• _Work instruction_:
Line by line, copy the records below exactly and leave the pictures out.

[Records excerpted from a collection]
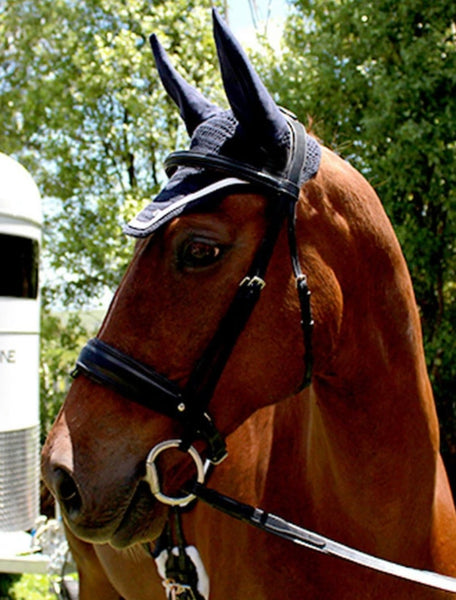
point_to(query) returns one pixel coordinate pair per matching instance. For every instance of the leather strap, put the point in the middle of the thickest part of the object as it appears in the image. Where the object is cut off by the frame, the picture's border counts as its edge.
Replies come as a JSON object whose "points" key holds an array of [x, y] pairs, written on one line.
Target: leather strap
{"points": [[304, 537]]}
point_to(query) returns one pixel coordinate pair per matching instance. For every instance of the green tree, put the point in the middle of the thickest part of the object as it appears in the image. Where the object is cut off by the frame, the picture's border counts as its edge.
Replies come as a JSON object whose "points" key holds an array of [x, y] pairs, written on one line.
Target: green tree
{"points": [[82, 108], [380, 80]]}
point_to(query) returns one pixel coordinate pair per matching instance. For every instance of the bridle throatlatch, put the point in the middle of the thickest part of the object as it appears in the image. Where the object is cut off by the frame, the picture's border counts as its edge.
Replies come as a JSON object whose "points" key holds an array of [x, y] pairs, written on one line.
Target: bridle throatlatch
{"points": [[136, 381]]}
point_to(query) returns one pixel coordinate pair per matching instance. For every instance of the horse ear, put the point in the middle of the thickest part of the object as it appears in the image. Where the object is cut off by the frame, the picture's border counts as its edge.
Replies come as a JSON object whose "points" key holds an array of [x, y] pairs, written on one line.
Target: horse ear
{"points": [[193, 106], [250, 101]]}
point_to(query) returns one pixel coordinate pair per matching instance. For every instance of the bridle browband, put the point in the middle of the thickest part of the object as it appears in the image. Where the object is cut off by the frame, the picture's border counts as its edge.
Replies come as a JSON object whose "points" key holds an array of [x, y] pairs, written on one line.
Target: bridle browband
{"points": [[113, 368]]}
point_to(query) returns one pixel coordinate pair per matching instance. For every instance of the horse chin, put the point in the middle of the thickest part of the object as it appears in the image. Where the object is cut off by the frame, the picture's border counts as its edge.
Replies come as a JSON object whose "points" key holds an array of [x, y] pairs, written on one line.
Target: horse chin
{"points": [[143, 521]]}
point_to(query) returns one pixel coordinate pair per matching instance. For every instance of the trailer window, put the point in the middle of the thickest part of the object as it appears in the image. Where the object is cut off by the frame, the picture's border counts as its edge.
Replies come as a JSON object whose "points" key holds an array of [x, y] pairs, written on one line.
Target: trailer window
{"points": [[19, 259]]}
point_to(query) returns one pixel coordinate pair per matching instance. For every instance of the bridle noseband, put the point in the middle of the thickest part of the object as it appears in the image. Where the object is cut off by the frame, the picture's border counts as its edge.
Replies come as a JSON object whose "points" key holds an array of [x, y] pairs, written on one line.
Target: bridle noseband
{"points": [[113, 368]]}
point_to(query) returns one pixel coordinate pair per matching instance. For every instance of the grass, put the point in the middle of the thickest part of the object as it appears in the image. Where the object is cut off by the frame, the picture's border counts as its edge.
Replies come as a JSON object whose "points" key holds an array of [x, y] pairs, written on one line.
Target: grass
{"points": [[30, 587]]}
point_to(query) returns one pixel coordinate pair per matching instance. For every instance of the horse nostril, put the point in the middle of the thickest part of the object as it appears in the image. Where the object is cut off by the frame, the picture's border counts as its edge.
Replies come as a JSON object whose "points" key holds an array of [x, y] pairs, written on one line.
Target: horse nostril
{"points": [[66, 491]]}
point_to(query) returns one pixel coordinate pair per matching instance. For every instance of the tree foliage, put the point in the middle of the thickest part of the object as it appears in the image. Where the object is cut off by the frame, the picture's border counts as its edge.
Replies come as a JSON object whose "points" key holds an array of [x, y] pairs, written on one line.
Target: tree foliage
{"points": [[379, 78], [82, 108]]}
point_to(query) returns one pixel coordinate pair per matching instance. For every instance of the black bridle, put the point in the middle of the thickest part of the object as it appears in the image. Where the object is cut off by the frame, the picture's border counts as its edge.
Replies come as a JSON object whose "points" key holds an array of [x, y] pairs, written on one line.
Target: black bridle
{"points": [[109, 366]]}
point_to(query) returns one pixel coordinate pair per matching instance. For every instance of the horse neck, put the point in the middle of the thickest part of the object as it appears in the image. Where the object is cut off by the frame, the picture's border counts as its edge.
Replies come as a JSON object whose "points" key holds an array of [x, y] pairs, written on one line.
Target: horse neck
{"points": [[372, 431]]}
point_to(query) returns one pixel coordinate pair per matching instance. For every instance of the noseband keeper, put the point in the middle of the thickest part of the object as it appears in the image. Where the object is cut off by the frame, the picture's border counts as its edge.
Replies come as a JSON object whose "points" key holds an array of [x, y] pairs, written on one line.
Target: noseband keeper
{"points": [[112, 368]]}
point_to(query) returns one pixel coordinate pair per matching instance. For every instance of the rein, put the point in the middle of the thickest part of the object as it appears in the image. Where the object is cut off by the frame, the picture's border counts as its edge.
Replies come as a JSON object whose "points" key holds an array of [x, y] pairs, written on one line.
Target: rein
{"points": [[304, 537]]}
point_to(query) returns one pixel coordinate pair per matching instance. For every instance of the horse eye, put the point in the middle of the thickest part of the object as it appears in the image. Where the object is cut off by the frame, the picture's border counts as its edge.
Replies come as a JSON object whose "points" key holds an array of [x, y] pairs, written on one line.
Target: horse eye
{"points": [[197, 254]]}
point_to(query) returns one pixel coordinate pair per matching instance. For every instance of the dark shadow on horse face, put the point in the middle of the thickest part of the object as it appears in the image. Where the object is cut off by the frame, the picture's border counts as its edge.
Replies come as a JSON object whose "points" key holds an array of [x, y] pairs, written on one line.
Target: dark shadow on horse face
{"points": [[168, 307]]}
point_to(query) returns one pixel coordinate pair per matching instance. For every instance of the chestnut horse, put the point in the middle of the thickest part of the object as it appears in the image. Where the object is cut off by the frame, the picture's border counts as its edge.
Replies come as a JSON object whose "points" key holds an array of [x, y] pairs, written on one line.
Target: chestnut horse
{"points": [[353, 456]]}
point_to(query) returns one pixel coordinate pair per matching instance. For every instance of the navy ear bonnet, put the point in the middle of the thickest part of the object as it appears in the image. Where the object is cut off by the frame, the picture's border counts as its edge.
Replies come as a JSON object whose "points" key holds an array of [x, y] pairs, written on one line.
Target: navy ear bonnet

• _Response to the exercise_:
point_to(query) returns one pixel coordinate pair per matching instance. For every instance of the leather strap, put the point in the middle of the thickest part of the object as it appears in the image. Where the object is cut off by the frame, the picture's border counts as its edge.
Replies come as a JSON object whose "points" key holds an array of [x, y] pairs, written on one line.
Target: leather strap
{"points": [[304, 537]]}
point_to(query) returns one pixel coordinate pair per matching instance. For every instance of the green tree, put the point in the middle of the thickest part of the object as it appears in the image. Where the object is cut off by the frame, the picture's border counts as its edge.
Replies come as a JSON object whose "points" key holds an array of [x, y] pairs, written on one line.
Target: green tree
{"points": [[82, 108], [380, 80]]}
point_to(query) returns one pixel coordinate pair per matching instance. For every instance of the bridle throatlatch, put the point in the middle of the thickest part of the object as it appears in the image. Where the object is cut off by the frame, the picture's border counts as its edge.
Replies come as a JSON object whose "points" key holds an array of [x, y] pairs, written on one line.
Target: bridle throatlatch
{"points": [[136, 381]]}
point_to(query) returns one pixel coordinate pair per matching instance. For every instance of the horse ear, put the point in the middle of the thickest part of the object as it appears in the image. Where the object is cut off by the frame, the picture's border counts as its edge.
Replies come as a JSON object whose "points" key holds an array of [x, y] pairs, written on one line.
Target: horse ear
{"points": [[193, 106], [250, 101]]}
point_to(query) returns one pixel coordinate pair per matching instance. For every instance of the bridle browband, put the point in the middle of the thickest part of the object as it appears in the image. Where the object is cut off by the frame, the picture's border counts as its edge.
Replies come as a JSON object whose "points" key holds an array of [x, y] pairs, written on one line.
Target: bridle browband
{"points": [[113, 368]]}
point_to(query) returns one pixel coordinate pair per matching instance. For every instance of the horse chin, put the point in the middle of the thickest part of the object as it appears in the image. Where the object is cut off by the frame, the picture's border counts as its edge.
Replies come as a JSON object whose "points" key holds an array of [x, y] pairs, written on one line.
Target: horse chin
{"points": [[143, 521]]}
point_to(query) returns one pixel coordinate pair per matching instance. For every instance of the trailer window, put the point in the middle of the thickest part of the object as it appears in the image. Where the object is cut off by the frame, the picture's border counts as its edge.
Replies come as a JSON object whose "points" key holds an array of [x, y] pairs, written on one line.
Target: trailer window
{"points": [[19, 259]]}
point_to(query) returns one pixel coordinate pair per matching instance. For every instance of the bridle noseband, put the point in the middle of the thickest part of the object as it appears in the image. Where the object is cut off by the frame, the picture's border counts as its edge.
Replies come as a JSON object whose "points" key holds an array of [x, y] pairs, written on one line.
Target: bridle noseband
{"points": [[113, 368]]}
point_to(query) returns one pixel coordinate pair per matching instance. For every instance of the grass, put the point in the middle of the thickest part of the object as it appears in the image. Where the object is cut off by the frame, the picture's border counts as its edge.
Replies come as a JSON object whose "points" key holds an array of [x, y] pairs, written on one line.
Target: grass
{"points": [[30, 587]]}
point_to(query) returns one pixel coordinate pair per matching instance. For every instance of the horse nostril, put the point in the middle of the thickest part of the object as it appears in the image. Where the object is cut off by the frame, the picture's border counts as its edge.
Replies come as a JSON object whose "points" key holds an array of [x, y] pairs, written on one line.
Target: horse nostril
{"points": [[66, 491]]}
point_to(query) returns one pixel coordinate pair per matching instance. For every instance of the tree foliage, put the point in the middle of the thickest part of the object as it appears in the image. Where the object is cut off by the frame, the picture's border counts as its edge.
Replies come as a JSON object whose "points" key holds an array of [x, y] pairs, written on one line.
Target: tree foliage
{"points": [[379, 78], [82, 108]]}
point_to(query) returns one pixel coordinate pair per matching instance. For every instance of the black bridle, put the point in the middle of the thickest part of the object as it appears in the image. Where the object is cut off by the frame, the picture's border counts as its edge.
Replies come as a JSON object whose "points" key holds an array of [x, y] pairs, written on one line.
Target: black bridle
{"points": [[109, 366]]}
point_to(query) returns one pixel coordinate pair per matching instance. For every instance of the horse neck, put the point in the middle of the thickest part of the object as it appears in the image. Where the object is cut off by the frame, the picture's border counts as its edge.
Replies come as a JSON object whose "points" key holds an array of [x, y] pairs, written on one line.
Target: horse neck
{"points": [[372, 431]]}
point_to(query) returns one pixel coordinate pair per matching instance. For every instance of the noseband keeper, put the point in the middle of the thickest part of the object as it appears in the image. Where the object is cut off by the frame, the picture's border counts as its edge.
Replies come as a JSON object whose "points" key holds an array of [x, y] pairs, written on one line.
Target: noseband keeper
{"points": [[112, 368]]}
point_to(query) returns one pixel coordinate pair per matching instance. For every instance of the rein, put the point in the middle of the thickest part of the object as it appears in the image. Where the object is cut off by the frame, the picture's border counts as its edge.
Replies come as a JSON object whose "points" key holds an array of [x, y] pairs, written on one line.
Target: rein
{"points": [[304, 537]]}
point_to(query) returns one pixel coordinate pair per matching instance. For every instance of the horse eye, put the point in the middle of the thickest part of the object as it appears in the image. Where the object is cut off by the frame, the picture's border counts as its edge.
Replies come as a JSON object whose "points" key holds an array of [x, y] pairs, written on one line.
Target: horse eye
{"points": [[197, 254]]}
point_to(query) returns one pixel coordinate pair per matching instance. For every instance of the dark shadow on horse face, put the point in the middle of the thickest part of the object as it appears in the image. Where the object is cut off by the frame, the picture's border counts as its edge.
Replies come as a JSON object whose "points" key holds an array of [x, y] pairs, written on one line.
Target: dark shadow on horse face
{"points": [[168, 307]]}
point_to(query) returns one pixel coordinate pair per matching instance. For every instance of the chestnut horse, put the point in the middle of the thickest part of the object as it appears in the image. Where the object is cut off by the frame, the picture's border counts as its edge.
Replies come as a JSON object whose "points" key holds an array of [x, y] pairs, written on one line.
Target: chestnut horse
{"points": [[353, 456]]}
point_to(query) returns one pixel coordinate pair per matching instance. For every instance of the navy ear bonnet, put the point in the middle of the thickest part of the object as it appears in the image. Where the object is cut off by the frame, the picture's border counts as its edge.
Replies come as a JSON object whose "points" key holds an array of [x, y] pairs, written on one line.
Target: navy ear bonnet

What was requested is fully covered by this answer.